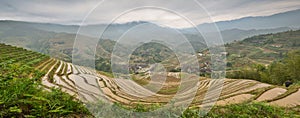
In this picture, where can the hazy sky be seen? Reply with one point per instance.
(74, 11)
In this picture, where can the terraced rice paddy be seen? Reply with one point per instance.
(89, 85)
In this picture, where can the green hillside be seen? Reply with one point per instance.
(21, 92)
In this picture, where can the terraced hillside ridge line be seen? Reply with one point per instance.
(91, 86)
(289, 101)
(271, 94)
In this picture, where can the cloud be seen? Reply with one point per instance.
(74, 11)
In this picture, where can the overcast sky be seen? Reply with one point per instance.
(74, 11)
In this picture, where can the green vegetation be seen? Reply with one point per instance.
(21, 93)
(243, 110)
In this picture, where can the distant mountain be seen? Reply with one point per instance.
(286, 19)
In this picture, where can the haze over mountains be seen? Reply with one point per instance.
(36, 36)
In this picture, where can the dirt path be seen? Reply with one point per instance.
(289, 101)
(271, 94)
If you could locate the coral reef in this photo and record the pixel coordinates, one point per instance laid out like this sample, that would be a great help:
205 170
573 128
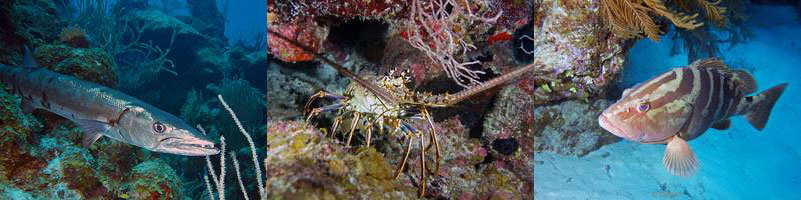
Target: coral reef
631 18
306 32
54 166
153 179
87 64
74 37
303 164
568 128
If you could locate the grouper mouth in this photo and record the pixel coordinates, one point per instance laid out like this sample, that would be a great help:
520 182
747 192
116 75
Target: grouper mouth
611 126
188 147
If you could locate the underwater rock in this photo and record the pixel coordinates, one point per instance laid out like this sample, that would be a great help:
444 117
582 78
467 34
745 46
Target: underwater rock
307 32
303 164
153 179
465 174
74 37
31 23
75 167
209 20
157 29
17 130
581 59
91 64
568 128
53 165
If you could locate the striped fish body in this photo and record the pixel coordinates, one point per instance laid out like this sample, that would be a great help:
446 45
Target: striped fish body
680 105
102 111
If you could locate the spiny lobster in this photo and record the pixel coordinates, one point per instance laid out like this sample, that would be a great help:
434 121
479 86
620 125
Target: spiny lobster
387 101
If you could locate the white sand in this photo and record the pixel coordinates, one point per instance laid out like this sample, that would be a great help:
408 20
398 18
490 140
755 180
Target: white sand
739 163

════════

→ **Work instructions**
Give the listing again exactly, but omit each image.

→ **Solved exercise**
In this picture, where can the hazy sky be seen? Reply with one point per instance.
(74, 11)
In this picture, where can the terraced rice paddy be seen? Reply with one point per instance.
(89, 85)
In this picture, where can the green hillside be seen? Reply with one point per instance.
(21, 92)
In this picture, where can the terraced hillside ridge line be seen? Reply with one point per instance.
(91, 86)
(289, 101)
(271, 94)
In this picture, where can the cloud be seen? Reply with one point per instance.
(74, 11)
In this picture, where can the overcast sky be seen? Reply with one point per instance.
(74, 11)
In this picture, where can the green vegetation be seen? Reply with one point per instance.
(21, 93)
(243, 110)
In this picture, where can the distant mountain be seen? Reply with one point per instance.
(286, 19)
In this picture, where can the haze over mountains be seen? Reply with one point per instance.
(36, 36)
In this picture, where can the dirt path be seen? Reply with one point per instance.
(289, 101)
(271, 94)
If you could locate the coral reef in this photo and record the pixel coordinates, one point per instance laid out like this sample, that would be a great help:
205 170
573 128
Target: coral reef
631 18
306 32
54 166
153 179
87 64
74 37
303 164
568 128
If you could locate the grouper mouth in this photo and record the pixel coordinates, one point per instance laid out like this sample, that would be a great help:
520 182
747 192
116 75
Target: grouper mouth
611 126
188 147
If you could locate the underwater rock in this photo and record the pixel coordinates, one point per instance laid out like this sample, that would be a great help:
444 117
582 78
467 34
745 46
Target: underwater rock
307 32
303 164
153 179
465 174
74 37
31 23
75 167
209 20
157 29
17 130
581 59
91 64
568 128
53 165
If you could locate the striped fish body in this photo and record the pixel coordinates, one point per instance laid out like this sample, that would be a great help:
446 45
Target: striped fish body
680 105
102 111
If you could locate the spiny lobster in this photo and record the pixel coordinates, one point per instance laid out like this sample, that would be a great help:
434 121
479 86
620 125
Target: spiny lobster
387 101
If you could locate the white sand in this photo and record the pixel coordinates, one point per instance laid out like this sample, that would be a great help:
408 20
398 18
490 140
755 180
Target: white sand
739 163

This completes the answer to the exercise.